# This Peacock Says ... Happy Halloween!



## Snowball Pie's Mommi (Oct 16, 2008)

Happy Halloween ... from Snowball!


----------



## Furbabies mom (Jul 25, 2011)

Wow!! Snowball is just a little fashionista !! He really is a little doll!


----------



## Gabbee15 (Jan 8, 2015)

Beautiful


----------



## wkomorow (Aug 26, 2011)

Wow what an outfit.


----------



## Matilda's mommy (Jun 1, 2005)

:smootch::heart::smootch:Oh Marie I love love love Snowball's Halloween costumes, but especially love this one:wub: I love the color on Snowball :wub:
That 5th picture:wub::wub::wub: Auntie Paula loves you Snowball and your mommy to:wub:

HAPPY HALLOWEEN


----------



## Sylie (Apr 4, 2011)

Great!!! What happened, Marie? You couldn't decide which costume to get for Snowball, so you just got them all? I wouldn't be able to decide, each one is adorable on the little guy.


----------



## Maglily (Feb 3, 2009)

Hi birdie, Happy Halloween! love the one showing his eyes.


----------



## Malt Shoppe (Jul 20, 2011)

Blaze doesn't have any Halloween costume but if I found that one, I wouldn't be able to pass it up. That is absolutely adorable.

Snowball, you're a WINNER in your Peacock clothes!


----------



## Sarahsphere (Oct 4, 2015)

oh my!! Snowball your gorgeous!!!
How creative and cute :wub:


----------



## kd1212 (Nov 5, 2013)

Marie, 

I just love his costume and that little face--too cute:wub:

xo
Kim


----------



## mdbflorida (Feb 28, 2013)

Fashionista. Did you make it?


----------



## Orla (Jul 5, 2009)

oh my gosh what a cute costume on an adorable fluff!


----------



## michellerobison (Dec 17, 2009)

OMDog, tooo cute, I've never seen one like that!


----------



## sophie (Jul 9, 2006)

Adorable!!! Love the costume, so cute!

Linda


----------



## Smtf773 (Apr 8, 2015)

I love this!!!! So adorable!!!


----------



## Rin (Feb 6, 2013)

Love this costume. Where did you find it or did you make it.

How cute.

Rin


----------



## Snowball Pie's Mommi (Oct 16, 2008)

Furbabies mom said:


> Wow!! Snowball is just a little fashionista !! He really is a little doll!


Awww ... thank you, Auntie Debbie.:wub:



Gabbee15 said:


> Beautiful


Thank you, Grace. :wub:



wkomorow said:


> Wow what an outfit.

**Point annotations for photos**
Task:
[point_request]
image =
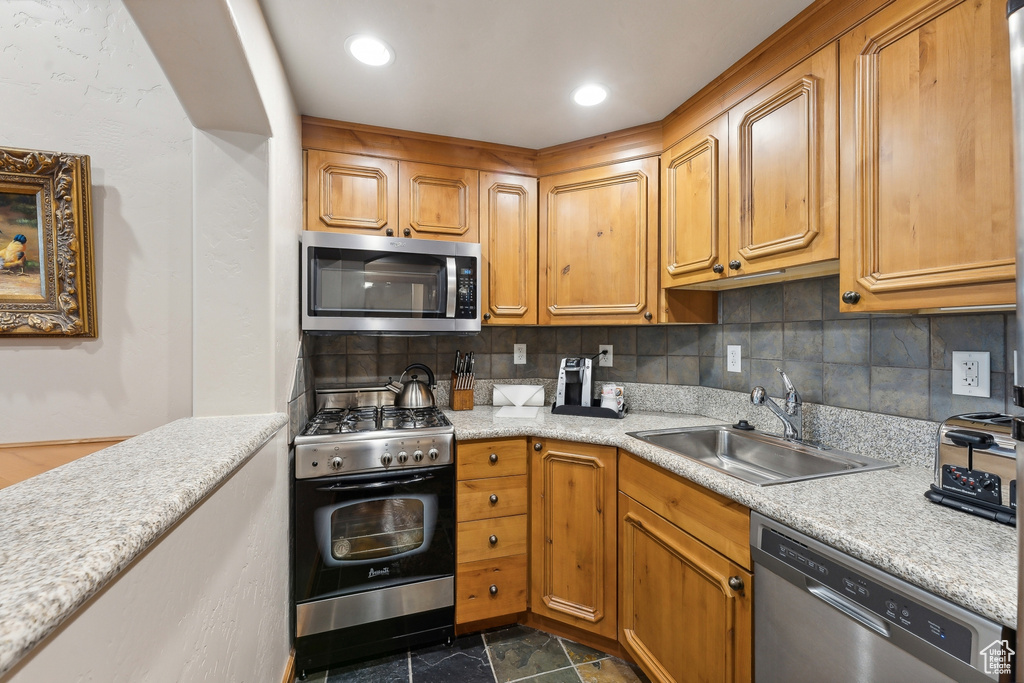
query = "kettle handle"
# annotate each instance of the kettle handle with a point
(430, 374)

**TASK INSTRUCTIONS**
1. Which members' posts does Snowball Pie's Mommi quote in her reply near the end of the peacock costume thread?
2. Can you carry on the peacock costume thread from its last line?
This data comes from a separate source.

**RESULTS OF THE TASKS**
1. Furbabies mom, Gabbee15, and wkomorow.

2.
Thank you, Uncle Walter. :wub:



Matilda's mommy said:


> :smootch::heart::smootch:Oh Marie I love love love Snowball's Halloween costumes, but especially love this one:wub: I love the color on Snowball :wub:
> That 5th picture:wub::wub::wub: Auntie Paula loves you Snowball and your mommy to:wub:
> 
> HAPPY HALLOWEEN


Aww ... thank you, Auntie Paula. :wub:

Paula, I like the 5th picture, too. I shared on Facebook that I almost didn't post the peacock pictures because I was thinking that maybe the costume was meant more for a girl. Even though I know that it is the male peacocks who have the colorful feathers. However, I decided to post the pics on FB anyway ... and, it is a big hit. So, I decided to post them here, too ... because some of you are not on FB. 





Sylie said:


> Great!!! What happened, Marie? You couldn't decide which costume to get for Snowball, so you just got them all? I wouldn't be able to decide, each one is adorable on the little guy.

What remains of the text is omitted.